> **Supplied text**:
################

2014-12-13 Thread Robert White

On 12/13/2014 12:16 AM, Tomasz Chmielewski wrote:

On 2014-12-12 23:58, Robert White wrote:


I don't have the history to answer this definitively, but I don't
think you have a choice. Nothing else is going to touch that error.

I have not seen any oh my god, btrfsck just ate my filesystem errors
since I joined the list -- but I am a relative newcomer.

I know that you, of course, as a contentious and well-traveled system
administrator, already have a current backup since you are doing
storage maintenance... right? 8-)


Who needs backups with btrfs, right? :)

So apparently btrfsck --repair fixed some issues, the fs is still
mountable and looks fine.

Running balance again, but that will take many days there.


Might I ask why you are running balance? After a persistent error I'd 
understand going straight to scrub, but balance is usually for 
transformation or to redistribute things after atypical use.


An entire generation of folks have grown used to defraging windows boxes 
and all, but if you've already got an array that is going to take many 
days to balance what benefit do you actually expect to receive?

################

> **Stated goal A**: In the btrfs mailing-list thread, why does the reply question the decision to run balance? Answer in one to three sentences.
> **Stated goal B**: Continue the btrfs mailing-list thread from its final sentence, keeping the same voice and technical register.

################

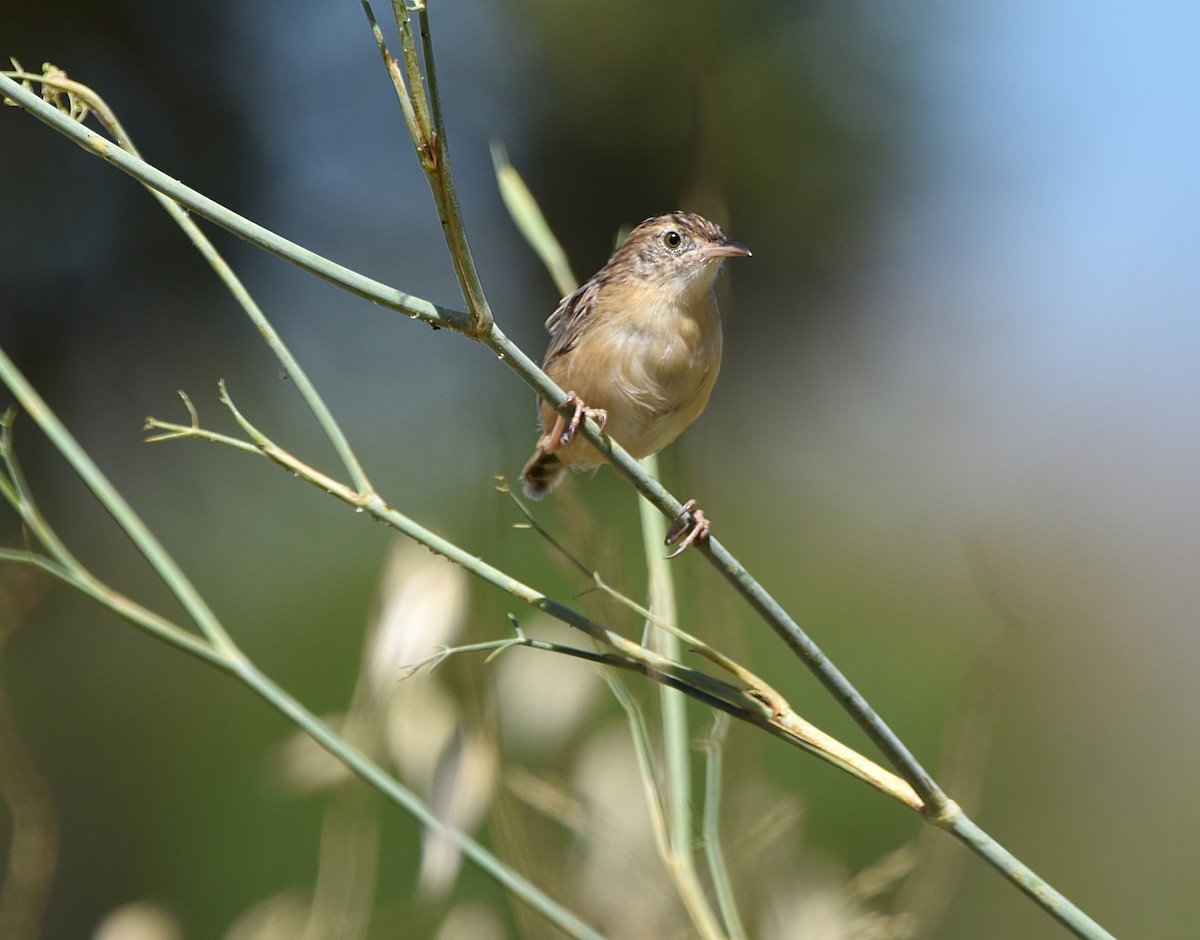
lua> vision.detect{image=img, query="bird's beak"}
[700,239,750,258]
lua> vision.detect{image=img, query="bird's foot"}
[664,499,713,558]
[542,391,608,454]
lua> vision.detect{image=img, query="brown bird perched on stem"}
[521,212,750,557]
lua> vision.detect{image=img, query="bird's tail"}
[521,445,566,499]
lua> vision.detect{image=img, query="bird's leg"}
[541,391,608,454]
[664,499,713,558]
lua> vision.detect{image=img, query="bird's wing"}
[542,277,600,369]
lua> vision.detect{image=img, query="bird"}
[521,210,750,557]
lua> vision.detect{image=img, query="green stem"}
[0,340,241,658]
[0,74,472,333]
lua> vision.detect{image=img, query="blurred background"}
[0,0,1200,940]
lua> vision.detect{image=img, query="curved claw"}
[664,499,713,559]
[541,391,608,454]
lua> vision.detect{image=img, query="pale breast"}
[611,293,721,457]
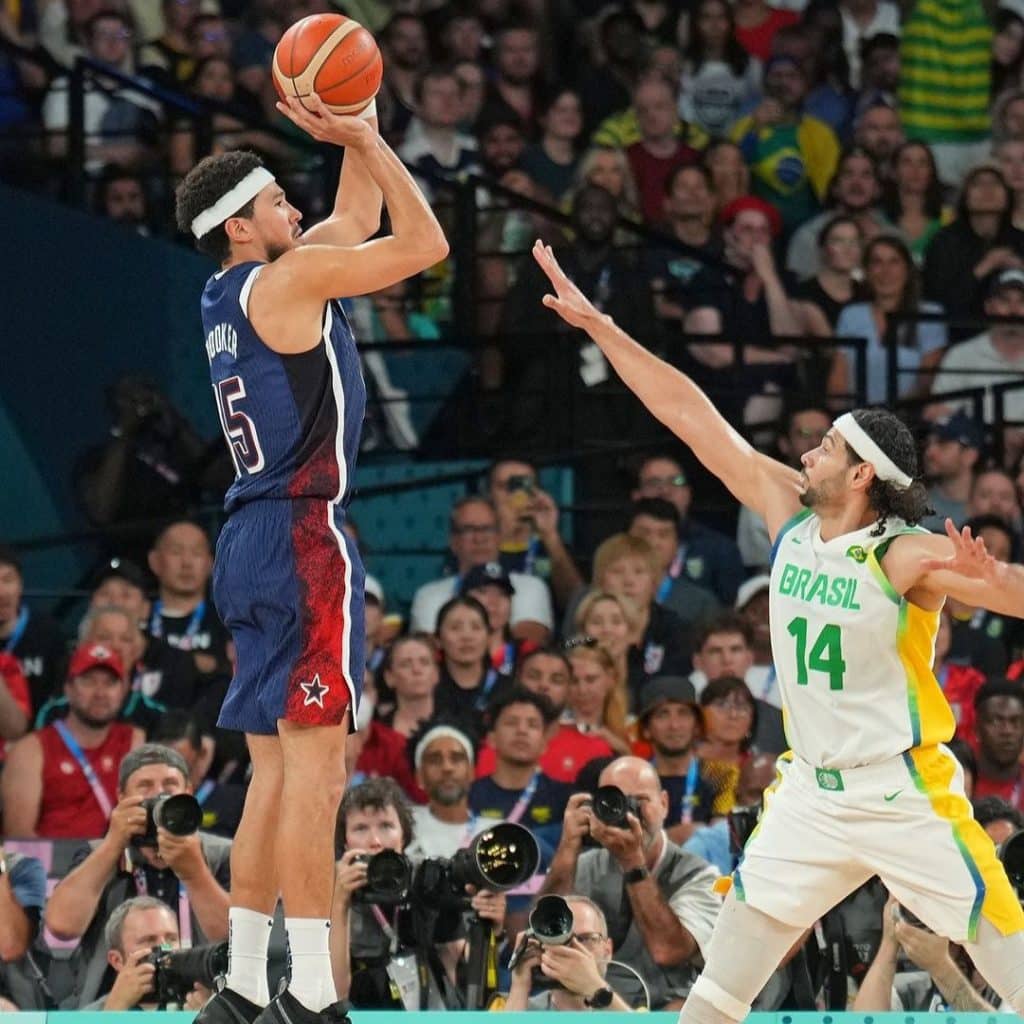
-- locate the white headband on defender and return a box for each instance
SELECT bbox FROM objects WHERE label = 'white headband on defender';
[413,725,473,771]
[833,413,913,487]
[193,167,275,239]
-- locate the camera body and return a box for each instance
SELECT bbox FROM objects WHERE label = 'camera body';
[131,793,203,847]
[590,785,643,828]
[142,942,227,1006]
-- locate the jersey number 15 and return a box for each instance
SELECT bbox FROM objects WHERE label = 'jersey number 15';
[213,377,266,476]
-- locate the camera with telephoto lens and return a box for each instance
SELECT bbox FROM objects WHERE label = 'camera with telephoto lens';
[352,821,541,910]
[142,942,227,1006]
[591,785,643,828]
[999,828,1024,906]
[131,793,203,846]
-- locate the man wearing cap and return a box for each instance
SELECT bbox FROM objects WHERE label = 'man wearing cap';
[638,676,725,843]
[932,267,1024,425]
[0,544,66,708]
[0,644,143,839]
[921,409,984,534]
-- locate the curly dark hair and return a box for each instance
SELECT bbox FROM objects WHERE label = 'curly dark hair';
[174,151,263,263]
[845,409,934,537]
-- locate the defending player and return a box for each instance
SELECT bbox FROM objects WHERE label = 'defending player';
[534,242,1024,1024]
[177,96,447,1024]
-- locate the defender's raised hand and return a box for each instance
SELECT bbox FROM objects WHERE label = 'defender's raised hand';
[534,239,601,328]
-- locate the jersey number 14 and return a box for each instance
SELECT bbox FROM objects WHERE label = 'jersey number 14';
[785,615,846,690]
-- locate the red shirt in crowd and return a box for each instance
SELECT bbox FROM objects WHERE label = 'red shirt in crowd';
[476,722,613,782]
[36,722,135,839]
[736,7,800,63]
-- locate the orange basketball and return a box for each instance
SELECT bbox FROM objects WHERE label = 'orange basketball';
[273,14,384,114]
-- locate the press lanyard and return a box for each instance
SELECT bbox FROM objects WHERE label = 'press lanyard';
[3,605,29,654]
[150,600,206,650]
[53,722,114,821]
[132,867,191,949]
[370,906,398,955]
[679,757,700,825]
[505,768,541,824]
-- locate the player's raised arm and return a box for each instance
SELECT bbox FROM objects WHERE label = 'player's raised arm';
[272,94,449,300]
[534,242,803,537]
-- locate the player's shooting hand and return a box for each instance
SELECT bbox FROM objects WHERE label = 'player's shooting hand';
[534,239,601,330]
[278,92,377,150]
[921,519,1004,584]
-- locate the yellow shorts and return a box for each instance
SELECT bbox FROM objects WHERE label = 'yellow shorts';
[733,746,1024,942]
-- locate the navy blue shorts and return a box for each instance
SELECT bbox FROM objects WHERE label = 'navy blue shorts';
[213,499,366,735]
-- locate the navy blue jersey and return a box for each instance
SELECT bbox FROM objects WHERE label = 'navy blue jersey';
[203,262,367,512]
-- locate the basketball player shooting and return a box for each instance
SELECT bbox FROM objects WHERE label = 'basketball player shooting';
[534,242,1024,1024]
[177,95,447,1024]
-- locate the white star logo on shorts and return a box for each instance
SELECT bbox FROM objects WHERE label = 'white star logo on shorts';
[299,672,331,709]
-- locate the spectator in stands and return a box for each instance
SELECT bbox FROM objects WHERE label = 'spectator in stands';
[932,267,1024,424]
[637,676,723,845]
[544,757,721,1010]
[679,0,761,136]
[921,411,984,534]
[974,797,1024,846]
[828,234,948,403]
[501,894,633,1013]
[87,896,213,1013]
[703,138,751,210]
[627,497,720,627]
[0,544,65,709]
[631,454,743,604]
[520,88,583,201]
[974,679,1024,811]
[42,8,161,171]
[564,637,630,754]
[785,146,889,281]
[730,56,839,230]
[406,718,490,860]
[924,164,1024,338]
[147,519,231,684]
[410,495,554,643]
[377,633,440,736]
[626,72,700,225]
[397,68,479,196]
[487,459,583,607]
[469,687,572,860]
[0,644,142,839]
[378,10,430,146]
[95,164,151,237]
[683,196,802,432]
[648,163,722,322]
[46,743,231,1008]
[736,394,833,571]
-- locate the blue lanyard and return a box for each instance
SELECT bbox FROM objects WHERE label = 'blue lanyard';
[679,757,700,825]
[150,600,206,650]
[3,604,29,654]
[53,722,114,821]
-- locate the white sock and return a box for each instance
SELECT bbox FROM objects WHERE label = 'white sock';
[225,906,273,1007]
[285,918,338,1011]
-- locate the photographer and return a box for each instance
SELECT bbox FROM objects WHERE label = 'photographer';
[331,778,505,1009]
[502,896,632,1012]
[544,757,721,1010]
[45,743,231,1006]
[89,896,213,1011]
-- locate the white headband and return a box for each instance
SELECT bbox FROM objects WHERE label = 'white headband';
[833,413,913,487]
[193,167,274,239]
[413,725,474,771]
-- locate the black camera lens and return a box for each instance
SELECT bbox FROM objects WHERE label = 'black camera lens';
[529,896,572,946]
[153,793,203,836]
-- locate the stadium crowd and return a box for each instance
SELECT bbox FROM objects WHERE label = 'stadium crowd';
[0,0,1024,1011]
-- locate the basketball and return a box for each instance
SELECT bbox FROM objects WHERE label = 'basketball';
[273,14,384,114]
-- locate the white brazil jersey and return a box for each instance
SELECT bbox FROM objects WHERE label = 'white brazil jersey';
[771,510,955,769]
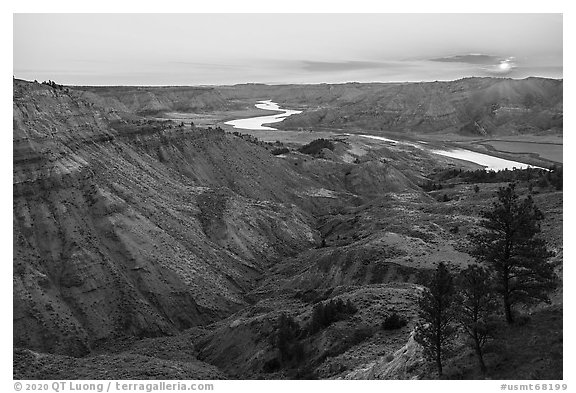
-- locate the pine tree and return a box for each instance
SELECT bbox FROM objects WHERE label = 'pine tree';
[471,184,557,323]
[456,265,496,374]
[414,262,456,377]
[276,313,301,365]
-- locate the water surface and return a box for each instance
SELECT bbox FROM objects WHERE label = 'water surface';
[224,100,302,131]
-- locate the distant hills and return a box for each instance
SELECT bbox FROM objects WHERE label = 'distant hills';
[72,78,563,136]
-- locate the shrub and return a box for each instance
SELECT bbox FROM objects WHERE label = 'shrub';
[298,138,334,156]
[308,299,358,334]
[382,312,408,330]
[272,147,290,156]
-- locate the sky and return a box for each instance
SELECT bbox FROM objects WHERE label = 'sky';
[13,13,563,85]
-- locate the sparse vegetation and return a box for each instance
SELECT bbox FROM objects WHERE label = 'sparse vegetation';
[308,299,358,334]
[415,262,456,377]
[470,183,557,323]
[382,311,408,330]
[298,138,334,156]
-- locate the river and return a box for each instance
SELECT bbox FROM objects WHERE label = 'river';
[224,100,302,131]
[224,100,538,171]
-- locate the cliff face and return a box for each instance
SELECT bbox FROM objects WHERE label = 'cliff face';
[77,87,231,115]
[13,81,316,355]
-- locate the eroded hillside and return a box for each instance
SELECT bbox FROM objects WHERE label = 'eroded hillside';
[13,81,562,379]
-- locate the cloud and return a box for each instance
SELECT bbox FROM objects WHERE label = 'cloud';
[301,60,410,72]
[430,54,503,65]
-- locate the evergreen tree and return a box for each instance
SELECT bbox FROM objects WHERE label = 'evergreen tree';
[471,184,557,323]
[414,262,456,377]
[276,313,303,366]
[456,265,496,374]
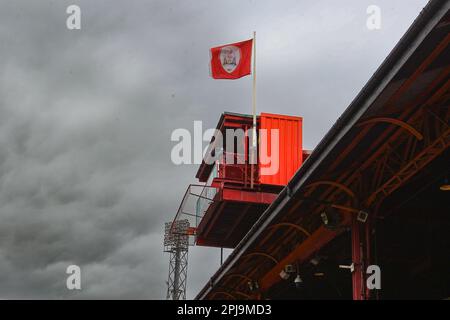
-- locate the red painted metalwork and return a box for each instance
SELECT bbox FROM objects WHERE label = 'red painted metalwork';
[192,113,303,248]
[259,113,303,186]
[351,215,364,300]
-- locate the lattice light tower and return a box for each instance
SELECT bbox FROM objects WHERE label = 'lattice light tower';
[164,220,189,300]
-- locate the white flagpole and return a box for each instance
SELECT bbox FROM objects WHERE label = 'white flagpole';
[250,31,257,189]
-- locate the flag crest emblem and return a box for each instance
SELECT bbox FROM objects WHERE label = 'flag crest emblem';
[210,40,253,79]
[219,46,241,73]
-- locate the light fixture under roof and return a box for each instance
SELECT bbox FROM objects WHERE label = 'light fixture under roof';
[439,178,450,191]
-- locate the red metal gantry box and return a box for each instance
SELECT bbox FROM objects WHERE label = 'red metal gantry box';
[175,113,306,248]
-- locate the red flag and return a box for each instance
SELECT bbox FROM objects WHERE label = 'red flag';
[211,39,253,79]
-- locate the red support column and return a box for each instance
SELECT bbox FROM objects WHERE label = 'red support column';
[351,215,364,300]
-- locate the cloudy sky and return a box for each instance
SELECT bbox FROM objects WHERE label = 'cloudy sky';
[0,0,427,299]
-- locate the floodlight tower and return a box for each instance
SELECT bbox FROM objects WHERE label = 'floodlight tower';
[164,220,189,300]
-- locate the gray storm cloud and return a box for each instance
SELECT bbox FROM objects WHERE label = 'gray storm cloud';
[0,0,426,299]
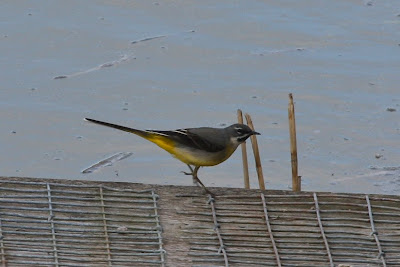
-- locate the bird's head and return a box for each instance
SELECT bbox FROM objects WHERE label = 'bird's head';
[226,123,260,144]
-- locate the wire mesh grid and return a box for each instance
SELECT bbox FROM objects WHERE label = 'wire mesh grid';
[0,181,164,267]
[178,192,400,266]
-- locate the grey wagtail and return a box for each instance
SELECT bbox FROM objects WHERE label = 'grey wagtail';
[85,118,259,195]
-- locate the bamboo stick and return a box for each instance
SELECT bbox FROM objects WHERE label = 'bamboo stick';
[245,113,265,190]
[288,93,301,192]
[237,109,250,189]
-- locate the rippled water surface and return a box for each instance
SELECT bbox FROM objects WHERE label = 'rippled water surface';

################

> **Right answer A**: Balance is usually used for transformation or for redistributing things after atypical use, but after a persistent error the writer would go straight to scrub. The writer also asks what benefit a balance could bring on an array that will take many days to balance.

> **Right answer B**:
Defrag -- used for I think I'm getting a lot of unnecessary head seek 
in this application, these files need to be brought into closer order.


Scrub -- used for defensive checking a-la checkdisk. I suspect that 
after that unexpected power outage something may be a little off, or 
alternately I think my disks are giving me bitrot, I better check.


Btrfsck -- used for I suspect structural problems caused by real world 
events like power hits or that one time when the cat knocked over my 
tower case while I was vacuuming all my sql tables. (often reserved for 
hey, I'm getting weird messages from the kernel about things in my 
filesystem.)


Balance -- primary -- used for Well I used to use this filessytem for a 
small number of large files, but now I am processing a large number of 
small files and I'm running out of metadata even though I've got a lot 
of space. (or vice versa)


Balance -- other -- used for I just changed the geometry of my 
filessytem by adding or removing a disk and I want to spread out.


Balance -- (conversion/restructuring) -- used for single is okay, but 
I'd rather raid-0 to spread out my load across these many disks or 
gee, I'd like some redundancy now that I have the room.




Frequent balancing of a Copy On Write filesystem will tend to make 
things somewhat anti-optimal. You are burping the natural working space 
out of the natural layout.


Since COW implies mandatory movement of data, every time you burp out 
all the slack and pack all the data together you are taking your 
regularly modified files and moving them far, far away from the places 
where frequently modified files are most happy (e.g. the 
only-partly-full data region they were just living in).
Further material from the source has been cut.